- _DIRECTIONS FOR THIS TASK_
Copy out the entries in full and with complete accuracy; pictures are excluded.
※ ※ ※
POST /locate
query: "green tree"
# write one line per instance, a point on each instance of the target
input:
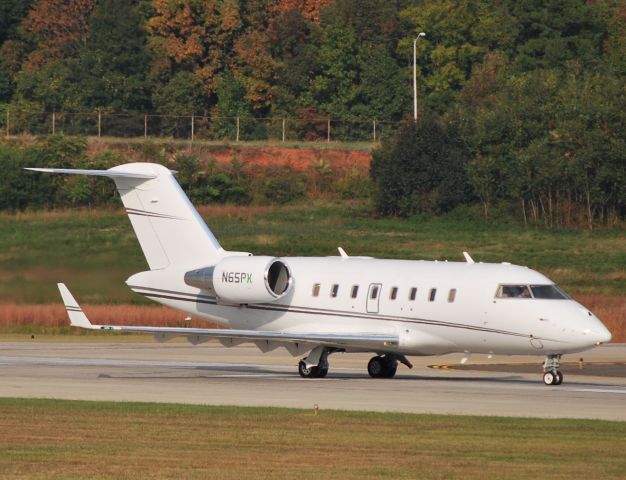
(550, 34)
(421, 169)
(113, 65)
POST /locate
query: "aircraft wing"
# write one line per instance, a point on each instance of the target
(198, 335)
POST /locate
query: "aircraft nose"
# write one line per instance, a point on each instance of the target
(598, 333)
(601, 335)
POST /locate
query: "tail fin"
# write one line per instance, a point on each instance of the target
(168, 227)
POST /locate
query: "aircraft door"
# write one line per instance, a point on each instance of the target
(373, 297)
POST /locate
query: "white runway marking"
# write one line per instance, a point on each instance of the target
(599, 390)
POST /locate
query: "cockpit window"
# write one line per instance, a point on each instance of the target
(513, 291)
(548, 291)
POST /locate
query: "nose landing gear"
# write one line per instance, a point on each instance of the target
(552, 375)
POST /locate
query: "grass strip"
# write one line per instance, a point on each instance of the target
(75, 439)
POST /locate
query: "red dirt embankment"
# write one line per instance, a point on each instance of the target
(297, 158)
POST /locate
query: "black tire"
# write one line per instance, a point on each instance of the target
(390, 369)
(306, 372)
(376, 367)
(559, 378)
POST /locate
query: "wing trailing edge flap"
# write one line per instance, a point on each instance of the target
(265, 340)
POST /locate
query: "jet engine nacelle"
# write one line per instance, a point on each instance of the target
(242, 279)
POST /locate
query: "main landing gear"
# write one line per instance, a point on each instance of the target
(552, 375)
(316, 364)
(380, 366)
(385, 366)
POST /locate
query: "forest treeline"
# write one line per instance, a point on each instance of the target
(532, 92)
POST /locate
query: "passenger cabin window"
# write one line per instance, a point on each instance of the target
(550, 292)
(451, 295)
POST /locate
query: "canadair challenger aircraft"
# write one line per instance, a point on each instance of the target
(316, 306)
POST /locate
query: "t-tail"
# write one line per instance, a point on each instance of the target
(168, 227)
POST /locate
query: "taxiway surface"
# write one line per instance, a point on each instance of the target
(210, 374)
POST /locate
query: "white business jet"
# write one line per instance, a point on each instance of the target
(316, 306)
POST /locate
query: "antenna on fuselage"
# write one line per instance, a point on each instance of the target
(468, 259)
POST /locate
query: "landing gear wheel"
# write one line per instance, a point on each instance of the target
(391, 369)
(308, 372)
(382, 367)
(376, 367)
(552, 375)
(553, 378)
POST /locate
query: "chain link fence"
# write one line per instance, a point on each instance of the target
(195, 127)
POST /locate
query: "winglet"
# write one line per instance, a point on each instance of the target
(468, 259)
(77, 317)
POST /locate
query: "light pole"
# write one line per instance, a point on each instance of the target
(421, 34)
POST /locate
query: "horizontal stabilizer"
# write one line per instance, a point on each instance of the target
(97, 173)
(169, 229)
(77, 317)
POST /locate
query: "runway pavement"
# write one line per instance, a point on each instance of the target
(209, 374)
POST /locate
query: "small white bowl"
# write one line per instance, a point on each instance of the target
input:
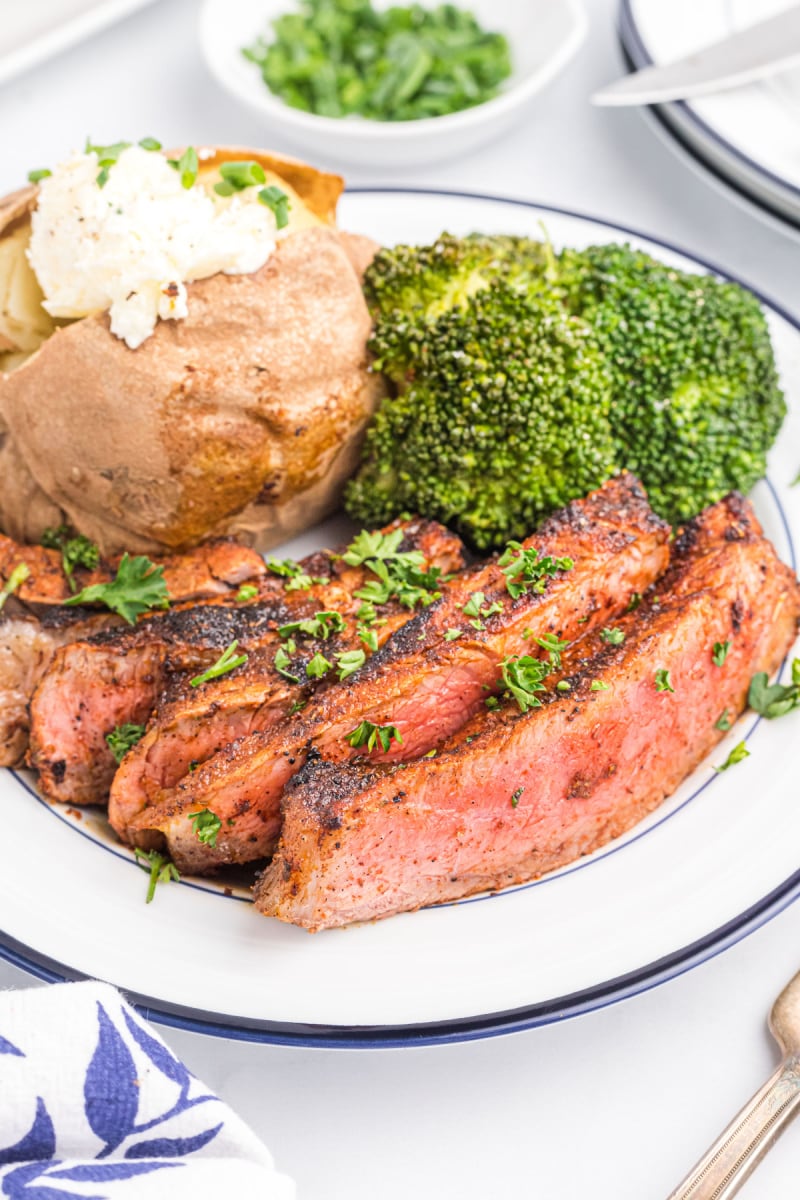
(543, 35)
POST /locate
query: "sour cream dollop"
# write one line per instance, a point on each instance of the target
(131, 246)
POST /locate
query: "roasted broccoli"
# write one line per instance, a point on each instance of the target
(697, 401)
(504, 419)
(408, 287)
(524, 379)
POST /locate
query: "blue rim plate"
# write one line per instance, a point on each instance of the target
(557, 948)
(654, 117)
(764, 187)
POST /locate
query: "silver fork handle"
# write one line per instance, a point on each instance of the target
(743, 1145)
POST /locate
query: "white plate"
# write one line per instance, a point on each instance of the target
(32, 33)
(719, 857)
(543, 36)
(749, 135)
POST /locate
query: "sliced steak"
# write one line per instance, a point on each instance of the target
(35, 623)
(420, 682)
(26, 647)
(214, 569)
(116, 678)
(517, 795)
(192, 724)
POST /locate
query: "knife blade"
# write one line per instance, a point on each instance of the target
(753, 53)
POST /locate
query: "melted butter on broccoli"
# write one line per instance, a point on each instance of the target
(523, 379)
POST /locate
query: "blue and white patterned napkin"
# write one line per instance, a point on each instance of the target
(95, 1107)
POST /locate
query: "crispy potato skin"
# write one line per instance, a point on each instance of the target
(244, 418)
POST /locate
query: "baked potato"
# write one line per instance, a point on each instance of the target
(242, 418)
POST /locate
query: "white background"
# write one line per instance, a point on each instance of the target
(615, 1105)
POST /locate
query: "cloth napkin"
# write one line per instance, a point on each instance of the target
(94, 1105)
※ ※ ※
- _COMPLETE OUTPUT_
POST /locate
query: "green tree"
# write one line per instance, a point on each instance of the target
input:
(550, 34)
(421, 169)
(113, 65)
POST /locate
query: "aircraft wing"
# write one line per instance, a point on each instance of the target
(198, 335)
POST /locate
query: "aircraft nose"
# write one line per instance, a point on each instance of the target
(598, 333)
(601, 335)
POST /locate
query: "tail fin"
# write one line per instance, a point on each instance of the target
(168, 227)
POST /locate
query: "aircraft door"
# write one line per instance, a point on each instance of the target
(373, 297)
POST /locate
query: "white runway marking"
# write one line per instance, a point on each instance of the target
(599, 390)
POST /locate
query: "cockpit window"
# write one line per instance, a point on each instance of the target
(513, 291)
(548, 291)
POST /locate
query: "nose landing gear"
# write one line per instance, a point on each instance of the target
(552, 375)
POST /locate
query: "grass strip"
# write one line per instance, a point on each instance of the target
(75, 439)
POST /locate
query: "red dirt embankment"
# write one line per instance, a point on each instance of the target
(297, 158)
POST /locate
query: "black tire"
# write one line per instance, a point on each instance of the target
(390, 369)
(306, 372)
(376, 367)
(559, 378)
POST /locate
query: "wing trailing edge flap"
# write one line per instance, a point on each instance of the target
(265, 340)
POST /locate
query: "jet engine nacelle"
# write one line per instance, a point on each instance of the target
(242, 279)
POST /locate
query: "main landing gear"
# write one line per instance, a point on each instance of the target
(552, 375)
(316, 364)
(380, 366)
(385, 366)
POST /locate
query: "forest treeline"
# write one line per instance, a point on each instance of the target
(532, 92)
POST /locate
query: "passenger cabin window"
# write one line per instance, a point on each instance of the target
(550, 292)
(451, 295)
POST /locate
query: "canadair challenger aircraft"
# write one line per instance, a point on each instance of the target
(316, 306)
POST /locate
query: "t-tail"
# write one line per instance, a point on each instance of the target
(168, 227)
POST /locate
query: "taxiway surface"
# write one line per instance, a point on each instance of the target
(210, 374)
POST /locate
query: "white business jet"
# write one line per instance, a point on each instance of the target
(316, 306)
POST /locate
query: "antenna on fuselage"
# write one line per instance, a point on each instance of the target
(468, 259)
POST /locate
query: "landing gear wheel"
# write one line per instance, a point on each instance of the target
(391, 369)
(308, 372)
(382, 367)
(376, 367)
(552, 375)
(553, 378)
POST /locate
query: "chain link fence"
# write one line per instance, a point on each instance of the target
(195, 127)
POST /locate
query: "winglet"
# write one line per instance, a point on each instance of the target
(468, 259)
(77, 317)
POST /locate
query: "light pole"
# write one line per instance, a point on each instance of the target
(421, 34)
POST /locate
query: "horizontal stabilizer"
# write one line per instance, a point on each instance of the target
(97, 173)
(169, 229)
(77, 317)
POST /locate
query: "runway pavement"
# write one line per instance, a point on each instance of the target
(209, 374)
POST /locate
query: "small white bowl"
# write one line per instance, a point on each instance of the target
input:
(543, 35)
POST /locate
query: "sour cream dollop"
# write one line per instance, a point on each instance of the target
(131, 246)
POST /locate
query: "roasted broccoli"
# write one line per instance, a point on each instance of the target
(697, 401)
(504, 419)
(408, 287)
(524, 379)
POST /locate
query: "blue rim plate"
# write one line per instance, a point on each instance of the target
(557, 948)
(654, 117)
(764, 187)
POST /locate
query: "silver fork handle"
# write one line per instance, a point on each instance of the target
(743, 1145)
POST /locate
query: "white plate"
# write one line per instance, a point on each instance of the target
(32, 33)
(719, 857)
(543, 36)
(749, 135)
POST /locate
query: "sliced steak"
# write one line per instance, a point on each instance of the target
(35, 623)
(420, 682)
(26, 647)
(214, 569)
(116, 678)
(517, 795)
(192, 724)
POST /locate
query: "knife blade"
# write one line per instance, a point on each instance of the target
(753, 53)
POST /locate
query: "melted butter on broccoli"
# write one line per instance, a point on each instance of the target
(523, 379)
POST /locate
query: "blue and white patterned napkin"
# write one line per instance, a point on each instance of the target
(95, 1107)
POST /locate
query: "crispy potato skin"
# write one line per instance, a point on each instance of the target
(244, 418)
POST /locate
query: "baked potato"
# write one line per instance, a point on each instance of the target
(242, 418)
POST /locate
query: "white background"
# write one line per instance, a point on each instance of the target
(615, 1105)
POST /locate
query: "cloth napkin"
# write one line per instance, a point on each instance of the target
(94, 1105)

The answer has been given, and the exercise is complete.